> **What to work on**
Copy the data precisely, keeping every character.

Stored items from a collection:
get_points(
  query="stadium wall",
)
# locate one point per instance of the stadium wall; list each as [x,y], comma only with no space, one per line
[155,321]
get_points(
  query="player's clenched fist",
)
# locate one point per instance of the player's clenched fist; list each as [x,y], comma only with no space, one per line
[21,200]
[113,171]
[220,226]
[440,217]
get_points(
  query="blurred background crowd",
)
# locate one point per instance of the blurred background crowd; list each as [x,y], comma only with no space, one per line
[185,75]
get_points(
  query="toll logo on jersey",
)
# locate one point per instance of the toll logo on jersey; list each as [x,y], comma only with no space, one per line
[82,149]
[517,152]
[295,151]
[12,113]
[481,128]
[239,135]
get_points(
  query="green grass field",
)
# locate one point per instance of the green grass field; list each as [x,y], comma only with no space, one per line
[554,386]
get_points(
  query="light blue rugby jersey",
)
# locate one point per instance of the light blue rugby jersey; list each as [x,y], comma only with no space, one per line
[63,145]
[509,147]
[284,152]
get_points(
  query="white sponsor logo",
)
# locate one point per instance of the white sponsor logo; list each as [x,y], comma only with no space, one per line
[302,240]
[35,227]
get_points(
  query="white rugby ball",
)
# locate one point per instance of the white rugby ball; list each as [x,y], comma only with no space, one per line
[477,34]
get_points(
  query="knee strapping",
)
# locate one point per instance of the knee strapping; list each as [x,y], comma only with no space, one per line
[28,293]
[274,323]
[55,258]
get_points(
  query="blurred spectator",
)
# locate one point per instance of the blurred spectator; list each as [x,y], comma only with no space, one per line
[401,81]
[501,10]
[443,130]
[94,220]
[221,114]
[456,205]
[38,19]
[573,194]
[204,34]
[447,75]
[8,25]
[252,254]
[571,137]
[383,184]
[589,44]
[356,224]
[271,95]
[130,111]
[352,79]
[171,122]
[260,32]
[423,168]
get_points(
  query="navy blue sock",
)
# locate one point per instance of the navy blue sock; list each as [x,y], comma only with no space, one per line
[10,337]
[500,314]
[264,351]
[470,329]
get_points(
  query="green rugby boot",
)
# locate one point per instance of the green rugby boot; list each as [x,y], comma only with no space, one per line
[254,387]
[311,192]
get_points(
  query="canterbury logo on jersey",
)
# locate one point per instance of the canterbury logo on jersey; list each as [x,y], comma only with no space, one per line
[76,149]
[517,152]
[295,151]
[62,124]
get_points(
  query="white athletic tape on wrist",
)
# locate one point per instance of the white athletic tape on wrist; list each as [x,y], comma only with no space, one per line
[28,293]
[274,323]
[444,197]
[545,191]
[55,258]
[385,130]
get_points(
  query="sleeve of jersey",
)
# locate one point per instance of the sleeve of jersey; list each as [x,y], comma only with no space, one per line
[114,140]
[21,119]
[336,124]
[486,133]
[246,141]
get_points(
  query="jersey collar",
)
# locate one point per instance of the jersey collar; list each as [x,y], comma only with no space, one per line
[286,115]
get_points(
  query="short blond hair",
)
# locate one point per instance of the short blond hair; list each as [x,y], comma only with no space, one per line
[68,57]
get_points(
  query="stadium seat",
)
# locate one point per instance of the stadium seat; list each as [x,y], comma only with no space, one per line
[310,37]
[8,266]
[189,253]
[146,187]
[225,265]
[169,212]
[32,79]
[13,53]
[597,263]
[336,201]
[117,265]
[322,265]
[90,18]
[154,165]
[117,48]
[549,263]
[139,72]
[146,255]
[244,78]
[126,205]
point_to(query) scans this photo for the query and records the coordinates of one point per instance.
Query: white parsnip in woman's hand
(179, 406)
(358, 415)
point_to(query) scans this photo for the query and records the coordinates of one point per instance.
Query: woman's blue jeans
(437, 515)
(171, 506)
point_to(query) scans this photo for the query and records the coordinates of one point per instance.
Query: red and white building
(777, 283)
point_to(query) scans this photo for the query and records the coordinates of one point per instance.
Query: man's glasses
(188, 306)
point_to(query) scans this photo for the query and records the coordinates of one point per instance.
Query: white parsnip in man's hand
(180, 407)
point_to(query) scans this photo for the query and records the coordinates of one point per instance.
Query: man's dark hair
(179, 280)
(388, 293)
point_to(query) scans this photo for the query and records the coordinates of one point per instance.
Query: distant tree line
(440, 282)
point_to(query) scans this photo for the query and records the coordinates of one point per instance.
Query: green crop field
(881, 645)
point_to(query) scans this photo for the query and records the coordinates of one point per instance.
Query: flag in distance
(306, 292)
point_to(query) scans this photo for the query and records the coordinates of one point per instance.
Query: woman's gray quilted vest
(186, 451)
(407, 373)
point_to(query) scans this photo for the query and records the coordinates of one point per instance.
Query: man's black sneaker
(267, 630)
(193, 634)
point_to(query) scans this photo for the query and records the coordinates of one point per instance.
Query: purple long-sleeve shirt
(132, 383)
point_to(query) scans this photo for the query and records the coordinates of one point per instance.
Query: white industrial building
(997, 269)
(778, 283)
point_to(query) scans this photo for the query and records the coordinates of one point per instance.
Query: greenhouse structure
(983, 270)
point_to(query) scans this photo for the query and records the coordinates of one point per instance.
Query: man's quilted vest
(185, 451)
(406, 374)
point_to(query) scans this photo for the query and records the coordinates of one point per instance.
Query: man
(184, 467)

> **Result for this task**
get_points(
  query="stadium wall",
)
# locate one point per instance of the stadium wall; list each as [x,y], comma only with no space, one per line
[155,321]
get_points(
  query="player's clenched fist",
)
# locate one point per instance of the player's clenched fist; list each as [x,y], comma only with no space, one per line
[21,200]
[113,171]
[220,226]
[440,217]
get_points(
  query="blurred background crowd",
)
# locate one point per instance of the blurred background crowd; list each as [x,y], comma only with no space, one per line
[185,75]
get_points(
  query="toll logo on jersey",
)
# locate one point per instance of the toll logo on jersey; list each as [x,y], comma only with no space, one per line
[82,149]
[517,152]
[295,151]
[12,113]
[481,128]
[239,135]
get_points(
  query="green grass field",
)
# locate one point per instance of the green grass field; list each as [x,y], comma only with no space, one per line
[554,386]
get_points(
  query="light blue rugby jersey",
)
# locate one point per instance of the light blue rugby jersey; list each as [x,y], comma only with no space, one per line
[63,145]
[509,147]
[284,152]
get_points(
  query="white sponsor logo",
)
# locate one point per instance of the white sponsor logo; list each as [x,y], comma only with no space, one per line
[302,240]
[35,227]
get_points(
  query="white rugby ball",
)
# locate one point per instance of the white rugby ball; list each as [x,y], comma only with no space, one per line
[477,34]
get_points(
  query="knee strapping",
)
# locate one point per instance of the knee strapping; list each as [x,y], comma only with no space, one per line
[28,293]
[274,323]
[55,258]
get_points(
  query="blurred spectator",
)
# locate one point per instance of the blurred spectator; list each as [x,y], comma only with no space, one per line
[401,81]
[501,10]
[443,130]
[94,220]
[221,114]
[456,205]
[38,19]
[573,194]
[204,34]
[447,75]
[8,25]
[252,254]
[571,137]
[383,184]
[589,44]
[356,224]
[271,95]
[130,111]
[352,79]
[171,122]
[260,32]
[423,168]
get_points(
  query="navy blue sock",
)
# locate one point per instance of the navy blue sock; list each as [x,y], comma only with no space, one per line
[10,337]
[500,314]
[264,351]
[470,329]
get_points(
  query="green rugby boot",
)
# locate one point per instance of the green rugby boot; list each as [x,y], comma only with no space, one per line
[254,387]
[311,192]
get_points(
  query="canterbury logo on jersey",
)
# locate one point per instance of the canterbury logo on jersey; list each as [x,y], comma only with no space, one per line
[76,149]
[517,152]
[295,151]
[62,124]
get_points(
  query="white athletic tape on wrist",
)
# locate one point per instance of the white athletic tape on wrist; list each as [x,y], comma only with no space, one per line
[28,293]
[274,323]
[444,197]
[545,191]
[55,258]
[385,130]
get_points(
  query="sleeve of jersey",
)
# locate one point per instance of the sleeve of jersey; list each as [x,y], comma only with no space, one per line
[114,140]
[21,119]
[336,124]
[486,133]
[246,141]
get_points(
  query="jersey collar",
)
# locate one point per instance of the jersey collar; list each as [x,y], comma only with no space, one per line
[286,115]
get_points(
  query="short blond hair",
)
# locate one point per instance of the short blond hair; list each as [x,y], comma only with no space, one per line
[68,57]
get_points(
  query="stadium seat",
)
# locate one point per instance of the stadium seat; list each as [x,y], comma only with no space, one per line
[310,37]
[8,266]
[189,253]
[146,187]
[225,265]
[169,212]
[32,79]
[13,53]
[597,263]
[336,201]
[117,265]
[322,265]
[90,18]
[154,165]
[117,48]
[549,263]
[139,72]
[146,255]
[244,78]
[126,205]
point_to(query) scans this photo for the query and records the coordinates of one point per instance.
Query: white parsnip in woman's hand
(179, 406)
(358, 415)
point_to(query) scans this photo for the query and records the coordinates of one point per instance.
Query: woman's blue jeans
(437, 515)
(171, 506)
point_to(query) scans this photo for the query and records the coordinates of one point per instance.
Query: red and white building
(777, 283)
point_to(query) scans this photo for the query and records the coordinates of one point per instance.
Query: man's glasses
(188, 306)
point_to(query) scans this photo for the query and records the coordinates of one point per instance.
Query: white parsnip in man's hand
(180, 407)
point_to(query) scans this photo for the query and records the coordinates of one point per instance.
Query: man's dark hair
(179, 280)
(388, 293)
point_to(query) scans this photo for the query and records the coordinates of one point per instance.
Query: distant tree line
(440, 282)
point_to(query) scans this photo for the query and records the coordinates of one point per instance.
Query: green crop field
(881, 645)
point_to(query) scans this photo for the query and records the coordinates of one point per instance.
Query: flag in distance
(306, 292)
point_to(query) scans this photo for the query and records the coordinates of one point per instance.
Query: woman's gray quilted vest
(186, 451)
(407, 373)
point_to(query) scans this photo for the query and records the coordinates of one point per instance.
Query: man's black sneaker
(267, 630)
(193, 634)
point_to(query) scans this photo for the query and records the coordinates of one point per instance.
Query: purple long-sleeve shirt
(132, 383)
point_to(query) scans this photo for the query and records the coordinates of one point per instance.
Query: white industrial building
(997, 269)
(778, 283)
point_to(query) scans this photo for the query and records the coordinates of one point per instance.
Query: greenhouse structure
(983, 270)
point_to(query) scans this photo for the query and records the coordinates of one point per instance.
Query: man's quilted vest
(185, 451)
(406, 374)
point_to(query) scans this photo for the query and records the coordinates of one point per instance.
Query: man
(184, 467)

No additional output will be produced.